◆ **Exercise tasks**:
A – According to the autism news article, how many children does the Centers for Disease Control and Prevention estimate have an autism spectrum disorder?
B – Set down the passage of the autism news article from "Parent training program reduces" to "nearly 70 percent.", copying it word for word.

◆ **Reading passage**:
>>>

Parent training program reduces behavior problems in children with autism spectrum disorder

Published: April 23rd, 2015

Category: Faculty, Recent News

Cynthia-Johnson_JSJ_6JJ2954-200x300Children with autism spectrum disorder often exhibit serious behavior problems, including tantrums, aggression and self-injury, but findings from a new multisite study demonstrate that a parent training program can reduce these behaviors by nearly 70 percent.

The study is the largest autism clinical trial to date. The findings were published today (April 21) in The Journal of the American Medical Association.

The Centers for Disease Control and Prevention estimates that 1 in 68 children has an autism spectrum disorder.

“There is a pressing need for effective, but affordable treatments for behavioral problems associated with autism spectrum disorder,” said Cynthia Johnson, Ph.D., an associate professor in the department of clinical and health psychology at the UF College of Public Health and Health Professions, part of UF Health. “Parent training programs can help to address that need. Parents play a central role in the ongoing development of their child, and in many areas across the country, trained therapists may not be available.”

<<<

[Source records]
>>>

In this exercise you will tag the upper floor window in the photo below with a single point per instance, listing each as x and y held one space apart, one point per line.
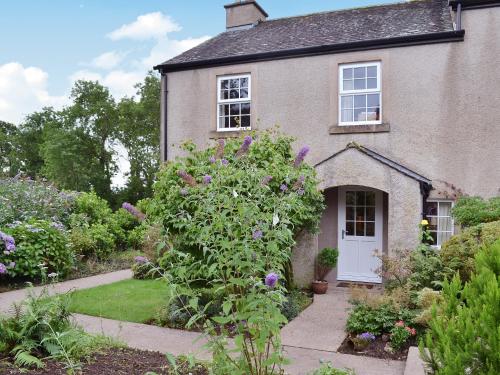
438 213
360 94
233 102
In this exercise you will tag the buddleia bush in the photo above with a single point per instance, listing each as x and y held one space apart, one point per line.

<<<
>>>

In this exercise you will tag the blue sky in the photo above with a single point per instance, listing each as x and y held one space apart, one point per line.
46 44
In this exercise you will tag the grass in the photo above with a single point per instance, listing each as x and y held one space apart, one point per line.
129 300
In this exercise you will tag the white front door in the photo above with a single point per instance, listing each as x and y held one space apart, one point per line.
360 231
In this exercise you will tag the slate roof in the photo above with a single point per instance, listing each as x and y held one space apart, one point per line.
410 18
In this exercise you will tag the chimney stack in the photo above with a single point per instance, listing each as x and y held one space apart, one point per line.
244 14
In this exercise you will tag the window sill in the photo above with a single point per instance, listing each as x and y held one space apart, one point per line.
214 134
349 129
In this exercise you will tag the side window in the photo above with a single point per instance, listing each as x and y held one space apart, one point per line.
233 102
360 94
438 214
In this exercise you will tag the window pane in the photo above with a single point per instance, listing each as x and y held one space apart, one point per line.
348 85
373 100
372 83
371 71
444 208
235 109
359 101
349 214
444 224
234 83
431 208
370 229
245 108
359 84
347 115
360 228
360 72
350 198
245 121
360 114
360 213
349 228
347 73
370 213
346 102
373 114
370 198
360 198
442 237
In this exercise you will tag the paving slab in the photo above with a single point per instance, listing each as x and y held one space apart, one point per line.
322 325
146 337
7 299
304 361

<<<
>>>

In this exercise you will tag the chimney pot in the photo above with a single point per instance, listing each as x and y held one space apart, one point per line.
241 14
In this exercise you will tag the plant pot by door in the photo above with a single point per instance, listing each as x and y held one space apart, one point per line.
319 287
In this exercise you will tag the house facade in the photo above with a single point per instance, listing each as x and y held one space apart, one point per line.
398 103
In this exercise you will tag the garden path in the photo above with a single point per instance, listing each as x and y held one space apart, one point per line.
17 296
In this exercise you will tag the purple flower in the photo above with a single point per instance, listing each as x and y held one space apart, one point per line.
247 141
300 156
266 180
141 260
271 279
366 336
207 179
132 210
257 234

<<<

◆ **Solved problems**:
A – 1 in 68 children

B –
Parent training program reduces behavior problems in children with autism spectrum disorder

Published: April 23rd, 2015

Category: Faculty, Recent News

Cynthia-Johnson_JSJ_6JJ2954-200x300Children with autism spectrum disorder often exhibit serious behavior problems, including tantrums, aggression and self-injury, but findings from a new multisite study demonstrate that a parent training program can reduce these behaviors by nearly 70 percent.